• _Passage for review_:
━━━━━━━━━━
Finding your Personal Sexual Path.

Culture offers us frustrating, capitalistic, and unfulfilling sexual paths.

At some point, we need to find our own. Doing so is daring, exciting, and effervescent. Not doing so squanders your personal pleasure in the mass marketplace of porn and cookie-cutter relationships.

To find your own path, consider the loose path, the tight path, and the precise sexual path for yourself.

Loose Sexuality.

She could have a revolving door installed down there, and that would make more sense than the flaps of skin that regularly welcome as much riff raff as a well-placed piece of fly paper might. I’m not saying that she is indiscriminate, just that she feels quite comfortable when sharing her passively exercised hips with someone, whether she knows them or not.

It’s not crowds that she likes, but there is a long line of “before and afters” that would send a shiver through even a Dutch woman of the evening, a rabbit, or a child of the ’60s. To listen to her is to not be interested in her ever again, so she (rather wisely) lets parts of her anatomy other than her personality send out pheromone invitations, mass marketing her narrow pink charms.

She has never gotten pregnant—or at least, she has never given birth to a child with a nameless father. She can’t remember a time that she wasn’t numb from the waist down, so her wide-ranging troupe of fickle suitors undergo a very short trial period in which they fail to bring her genitals to life. But it isn’t for enjoyment that she offers herself up, it is for the company—not to be alone on a Saturday, Sunday, or weekday evening seems worth the only occasional company at the morning-after breakfast with slow learners.

Tight Sexuality.

“Old school” sexuality holds it that a woman has sexual gifts to bestow, and in return, she should receive room, board, and a guarantee of a monogamous future. In the absence of this sort of security, she should adopt a convent mentality, saving herself for the right—and only the right—man.

This sort of sexual ice age seems virtuous, but it is a short, unfun path to loneliness. “Get thee to a nunnery” makes for better literature than it does a life worth living. Odds are the “right” one will never appear since there are only so many dogs who can jump through a complex series of hoops, or bears that can learn to dance. So, the probable end result of a virtuous life is the desiccation of perfectly good genitals.
━━━━━━━━━━
• _Source material_:

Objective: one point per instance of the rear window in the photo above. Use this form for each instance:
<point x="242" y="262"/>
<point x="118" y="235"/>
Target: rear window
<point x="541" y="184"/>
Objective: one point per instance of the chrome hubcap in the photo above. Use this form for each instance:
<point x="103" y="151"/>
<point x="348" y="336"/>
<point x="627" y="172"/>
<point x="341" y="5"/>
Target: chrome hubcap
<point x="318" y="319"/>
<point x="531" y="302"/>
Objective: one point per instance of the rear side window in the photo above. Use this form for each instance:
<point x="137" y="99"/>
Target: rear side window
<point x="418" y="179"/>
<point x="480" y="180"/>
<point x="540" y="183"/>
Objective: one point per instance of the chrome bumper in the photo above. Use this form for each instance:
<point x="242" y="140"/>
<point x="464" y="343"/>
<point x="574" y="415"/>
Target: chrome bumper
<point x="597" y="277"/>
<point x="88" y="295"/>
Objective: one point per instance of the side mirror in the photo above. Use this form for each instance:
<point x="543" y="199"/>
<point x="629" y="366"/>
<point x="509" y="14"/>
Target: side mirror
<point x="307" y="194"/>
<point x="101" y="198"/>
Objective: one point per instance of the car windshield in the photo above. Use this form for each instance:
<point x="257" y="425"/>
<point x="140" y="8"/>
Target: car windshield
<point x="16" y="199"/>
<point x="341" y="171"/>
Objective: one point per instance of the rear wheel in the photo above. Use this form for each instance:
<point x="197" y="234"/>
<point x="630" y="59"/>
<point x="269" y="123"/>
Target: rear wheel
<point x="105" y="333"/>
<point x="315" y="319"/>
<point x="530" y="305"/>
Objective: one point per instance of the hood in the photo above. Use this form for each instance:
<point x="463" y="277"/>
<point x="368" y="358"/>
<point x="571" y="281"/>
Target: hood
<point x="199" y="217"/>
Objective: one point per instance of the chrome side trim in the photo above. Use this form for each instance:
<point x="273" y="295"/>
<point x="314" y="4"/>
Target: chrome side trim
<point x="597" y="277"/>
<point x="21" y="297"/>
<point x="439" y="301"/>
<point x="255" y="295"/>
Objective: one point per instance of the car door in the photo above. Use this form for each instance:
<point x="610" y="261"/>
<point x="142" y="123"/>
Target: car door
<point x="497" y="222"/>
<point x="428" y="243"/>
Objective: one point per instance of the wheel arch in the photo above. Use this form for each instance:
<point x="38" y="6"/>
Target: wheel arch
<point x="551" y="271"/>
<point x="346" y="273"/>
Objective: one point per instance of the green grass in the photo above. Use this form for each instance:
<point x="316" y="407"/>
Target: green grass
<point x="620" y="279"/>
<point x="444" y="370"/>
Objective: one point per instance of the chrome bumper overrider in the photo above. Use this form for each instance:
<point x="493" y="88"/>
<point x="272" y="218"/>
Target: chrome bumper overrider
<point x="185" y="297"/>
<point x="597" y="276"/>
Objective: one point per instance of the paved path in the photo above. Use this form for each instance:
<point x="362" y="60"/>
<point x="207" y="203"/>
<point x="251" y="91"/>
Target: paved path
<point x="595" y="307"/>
━━━━━━━━━━
• _Problem requirements_:
Copy the stretch of the text on personal sexual paths from "To find your" through "narrow pink charms.", substituting "swinging door" for "revolving door". Work only from the text itself.

• _Result_:
To find your own path, consider the loose path, the tight path, and the precise sexual path for yourself.

Loose Sexuality.

She could have a swinging door installed down there, and that would make more sense than the flaps of skin that regularly welcome as much riff raff as a well-placed piece of fly paper might. I’m not saying that she is indiscriminate, just that she feels quite comfortable when sharing her passively exercised hips with someone, whether she knows them or not.

It’s not crowds that she likes, but there is a long line of “before and afters” that would send a shiver through even a Dutch woman of the evening, a rabbit, or a child of the ’60s. To listen to her is to not be interested in her ever again, so she (rather wisely) lets parts of her anatomy other than her personality send out pheromone invitations, mass marketing her narrow pink charms.